start
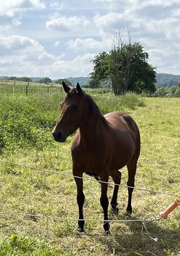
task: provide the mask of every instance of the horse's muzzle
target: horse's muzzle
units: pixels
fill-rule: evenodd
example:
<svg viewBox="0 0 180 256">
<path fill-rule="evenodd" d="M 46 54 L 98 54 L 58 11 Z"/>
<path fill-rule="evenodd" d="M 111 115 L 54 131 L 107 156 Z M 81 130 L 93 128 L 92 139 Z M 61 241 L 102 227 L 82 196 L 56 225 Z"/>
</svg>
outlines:
<svg viewBox="0 0 180 256">
<path fill-rule="evenodd" d="M 60 131 L 53 132 L 52 136 L 54 137 L 54 139 L 55 141 L 64 142 L 66 140 L 66 138 L 64 138 L 64 136 L 63 136 L 62 133 Z"/>
</svg>

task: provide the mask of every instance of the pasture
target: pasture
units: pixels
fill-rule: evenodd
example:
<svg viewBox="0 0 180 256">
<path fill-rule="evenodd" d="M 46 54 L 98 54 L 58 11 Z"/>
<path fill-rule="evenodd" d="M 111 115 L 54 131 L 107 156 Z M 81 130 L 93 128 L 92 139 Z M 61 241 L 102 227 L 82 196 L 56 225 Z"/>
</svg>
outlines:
end
**The problem:**
Rewrite the lines from the one containing "task: provide the mask of every instance of the pasture" through the end of the records, replacing "pixels" with "points" and leaving everything else unchanged. Give only those lines.

**Exercise answer:**
task: provide the mask of every instance of the pasture
target: pasture
units: points
fill-rule: evenodd
example:
<svg viewBox="0 0 180 256">
<path fill-rule="evenodd" d="M 46 54 L 98 54 L 58 11 Z"/>
<path fill-rule="evenodd" d="M 111 115 L 54 131 L 107 156 Z M 81 130 L 93 128 L 92 139 Z M 61 241 L 102 227 L 82 196 L 56 225 Z"/>
</svg>
outlines:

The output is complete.